-- Begin Source material --

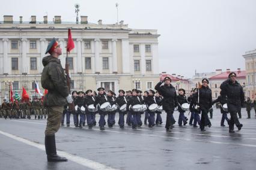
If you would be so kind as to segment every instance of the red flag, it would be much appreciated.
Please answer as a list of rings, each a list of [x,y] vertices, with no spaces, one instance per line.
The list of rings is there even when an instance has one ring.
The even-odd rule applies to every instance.
[[[24,87],[22,87],[22,101],[25,101],[25,100],[29,100],[29,96],[28,95],[28,93],[26,91],[26,89],[25,89]]]
[[[44,96],[46,95],[47,93],[48,93],[48,90],[44,89]]]
[[[69,38],[67,43],[67,51],[70,52],[70,51],[75,48],[74,41],[73,41],[72,36],[71,35],[71,30],[69,28]]]
[[[10,96],[11,96],[11,102],[12,102],[12,103],[13,103],[13,89],[12,89],[12,87],[11,87],[11,85],[12,85],[12,83],[11,83],[11,90],[10,90],[10,93],[11,93],[11,94],[10,94]]]

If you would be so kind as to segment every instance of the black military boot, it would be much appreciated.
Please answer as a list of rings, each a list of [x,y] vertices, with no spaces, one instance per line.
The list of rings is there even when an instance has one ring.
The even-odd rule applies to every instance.
[[[65,157],[59,156],[56,152],[55,135],[45,136],[45,150],[48,162],[67,161]]]

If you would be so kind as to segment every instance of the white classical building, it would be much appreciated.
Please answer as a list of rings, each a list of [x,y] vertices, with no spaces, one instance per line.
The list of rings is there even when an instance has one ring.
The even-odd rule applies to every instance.
[[[8,82],[14,91],[22,86],[30,96],[35,95],[34,82],[40,84],[41,63],[48,43],[54,37],[62,48],[59,59],[64,68],[68,28],[72,28],[75,48],[69,54],[72,90],[85,91],[104,87],[117,93],[118,89],[147,90],[159,80],[158,37],[155,29],[129,29],[123,21],[112,25],[88,22],[14,22],[4,16],[0,22],[0,101],[8,94]],[[41,87],[41,86],[40,86]],[[43,89],[41,87],[41,90]]]

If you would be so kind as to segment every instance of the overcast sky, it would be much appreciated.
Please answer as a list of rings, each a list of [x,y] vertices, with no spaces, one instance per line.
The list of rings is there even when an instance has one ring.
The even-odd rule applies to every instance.
[[[242,56],[256,48],[256,1],[14,1],[1,2],[1,19],[13,15],[14,20],[29,21],[37,16],[42,21],[61,16],[63,21],[76,21],[74,5],[79,16],[90,22],[112,24],[119,20],[132,29],[156,29],[159,38],[159,72],[191,77],[197,72],[237,68],[245,69]]]

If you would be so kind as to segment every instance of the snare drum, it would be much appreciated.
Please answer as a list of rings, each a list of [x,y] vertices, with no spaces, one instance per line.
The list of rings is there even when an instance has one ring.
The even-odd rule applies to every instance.
[[[189,110],[189,104],[188,103],[184,103],[181,105],[181,109],[184,111]]]
[[[75,107],[75,110],[76,111],[78,111],[78,105],[76,105],[76,106]]]
[[[147,105],[142,105],[142,111],[146,111],[146,110],[147,110]]]
[[[117,110],[117,105],[116,105],[115,104],[114,104],[109,108],[109,110],[108,110],[108,111],[114,111]]]
[[[90,112],[96,112],[98,111],[98,109],[93,104],[91,104],[88,106],[88,110]]]
[[[157,107],[158,105],[157,104],[153,104],[149,106],[148,109],[150,111],[154,112],[157,111]]]
[[[82,106],[81,108],[80,108],[80,110],[82,111],[85,111],[85,108],[84,106]]]
[[[135,105],[132,107],[132,110],[136,112],[142,111],[142,105]]]
[[[100,107],[100,110],[103,111],[108,111],[111,108],[111,105],[108,102],[103,103]]]
[[[225,104],[223,105],[222,108],[225,111],[228,111],[228,105],[227,104]]]
[[[120,107],[120,111],[121,112],[126,111],[126,106],[127,106],[126,104],[123,104],[121,107]]]

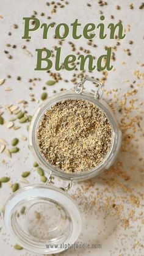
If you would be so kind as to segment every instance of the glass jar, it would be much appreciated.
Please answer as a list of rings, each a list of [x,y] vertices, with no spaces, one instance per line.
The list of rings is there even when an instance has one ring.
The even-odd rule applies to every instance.
[[[89,81],[98,87],[92,92],[85,90]],[[81,219],[76,202],[68,195],[73,180],[92,178],[107,169],[120,150],[121,133],[109,106],[101,98],[102,84],[86,78],[73,90],[64,91],[49,98],[36,111],[29,130],[30,148],[37,162],[49,173],[45,185],[36,184],[19,189],[5,205],[4,222],[10,233],[25,249],[43,254],[58,253],[67,249],[77,239],[81,230]],[[82,99],[93,103],[104,112],[112,128],[111,145],[102,162],[92,170],[81,173],[67,173],[51,165],[42,156],[38,145],[37,130],[44,113],[56,103],[68,99]],[[69,181],[67,188],[54,185],[52,175]]]

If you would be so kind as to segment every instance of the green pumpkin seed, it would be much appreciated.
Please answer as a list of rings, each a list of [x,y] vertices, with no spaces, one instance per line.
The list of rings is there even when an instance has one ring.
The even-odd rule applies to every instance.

-- End Source material --

*Aim of the task*: Rewrite all of the data above with "segment" changed to "outline" wherever it occurs, keeping everything else the same. Leave the pictures out.

*Solution to this problem*:
If you would be so kind as to outline every instance of the red flag, it would be much appreciated.
Please answer as a list of rings, each a list of [x,y] vertices, with no spaces, one instance per line.
The list of rings is there even when an instance has one ring.
The even-odd rule applies to every instance.
[[[24,87],[22,87],[22,101],[25,101],[25,100],[29,100],[29,96],[28,95],[28,93],[26,91],[26,89],[25,89]]]
[[[44,96],[46,95],[47,93],[48,93],[48,90],[44,89]]]
[[[69,38],[67,43],[67,51],[70,52],[70,51],[75,48],[74,41],[73,41],[72,36],[71,35],[71,30],[69,28]]]
[[[10,96],[11,96],[11,102],[12,102],[12,103],[13,103],[13,89],[12,89],[12,87],[11,87],[11,85],[12,85],[12,83],[11,83],[11,90],[10,90],[10,93],[11,93],[11,94],[10,94]]]

If you would be so kind as to outline every instance of the black military boot, it would be much appreciated.
Please answer as a list of rings, each a list of [x,y] vertices, with no spaces, one instance per line.
The list of rings is there even when an instance has one ring.
The even-odd rule applies to every instance.
[[[65,157],[59,156],[56,152],[55,135],[45,136],[45,150],[48,162],[67,161]]]

If you would be so kind as to outline every instance of the white classical building, it would be much appreciated.
Please answer as a list of rings, each a list of [x,y] vertices, with no spaces, one instance per line.
The list of rings is there even when an instance has one ring.
The even-odd rule applies to every instance.
[[[8,82],[14,91],[22,86],[30,96],[35,95],[34,82],[40,84],[41,63],[48,43],[54,37],[62,48],[59,59],[64,68],[68,28],[72,28],[75,48],[69,54],[72,90],[85,91],[104,87],[117,93],[118,89],[147,90],[159,80],[158,37],[155,29],[129,29],[123,21],[112,25],[88,22],[14,22],[4,16],[0,22],[0,101],[8,94]],[[41,87],[41,86],[40,86]],[[43,89],[41,87],[41,90]]]

If you would be so kind as to outline every instance of the overcast sky, it would be much appreciated.
Please answer as a list of rings, each a list of [x,y] vertices, with no spaces, one instance per line.
The list of rings is there even when an instance has one ring.
The even-odd rule applies to every instance.
[[[242,56],[256,48],[256,1],[14,1],[1,2],[1,19],[13,15],[14,20],[29,21],[37,16],[42,21],[61,16],[63,21],[76,21],[74,5],[79,16],[90,22],[112,24],[119,20],[132,29],[156,29],[159,38],[159,72],[191,77],[197,72],[237,68],[245,69]]]

If you would be so kind as to outline every instance of the snare drum, it would be much appreciated.
Please answer as a list of rings, each a list of [x,y] vertices, with no spaces, one instance per line.
The list of rings is there even when an instance has one ring.
The even-odd rule applies to every instance.
[[[189,110],[189,104],[188,103],[184,103],[181,105],[181,109],[184,111]]]
[[[75,107],[75,110],[76,111],[78,111],[78,105],[76,105],[76,106]]]
[[[147,105],[142,105],[142,111],[146,111],[146,110],[147,110]]]
[[[117,110],[117,105],[116,105],[115,104],[114,104],[109,108],[109,110],[108,110],[108,111],[114,111]]]
[[[90,112],[96,112],[98,111],[98,109],[93,104],[91,104],[88,106],[88,110]]]
[[[157,107],[158,105],[157,104],[153,104],[149,106],[148,109],[150,111],[154,112],[157,111]]]
[[[82,106],[81,108],[80,108],[80,110],[82,111],[85,111],[85,108],[84,106]]]
[[[135,105],[132,107],[132,110],[136,112],[142,111],[142,105]]]
[[[100,107],[100,110],[103,111],[108,111],[111,108],[111,105],[108,102],[103,103]]]
[[[225,104],[223,105],[222,108],[225,111],[228,111],[228,105],[227,104]]]
[[[120,107],[120,111],[121,112],[126,111],[126,106],[127,106],[126,104],[123,104],[121,107]]]

If you would be so kind as to outline every instance of the glass jar, it would be much appreciated.
Please answer as a list of rings, each a list of [x,y] vertices, with no spaces, one instance per line.
The list of rings is there even when an instance has one ring.
The even-odd rule applies to every instance.
[[[89,81],[98,87],[92,92],[85,90]],[[81,219],[76,202],[68,195],[73,180],[92,178],[107,169],[120,150],[121,133],[109,106],[101,98],[102,84],[86,78],[73,90],[64,91],[49,98],[36,111],[29,130],[30,148],[37,162],[49,173],[45,185],[36,184],[19,189],[5,205],[4,222],[10,233],[25,249],[43,254],[58,253],[67,249],[77,239],[81,230]],[[82,99],[93,103],[104,112],[112,128],[111,145],[102,162],[92,170],[81,173],[67,173],[51,165],[42,156],[38,145],[37,130],[44,113],[56,103],[68,99]],[[69,181],[67,188],[54,185],[52,175]]]

If you would be so kind as to outline every instance of the green pumpkin seed, it would be much appreciated.
Please answer as a list of rings, each a list of [x,y] vertices, with no spaces, one instance per line.
The list of rings is there even when an instance has one ring.
The even-odd rule applies to every instance.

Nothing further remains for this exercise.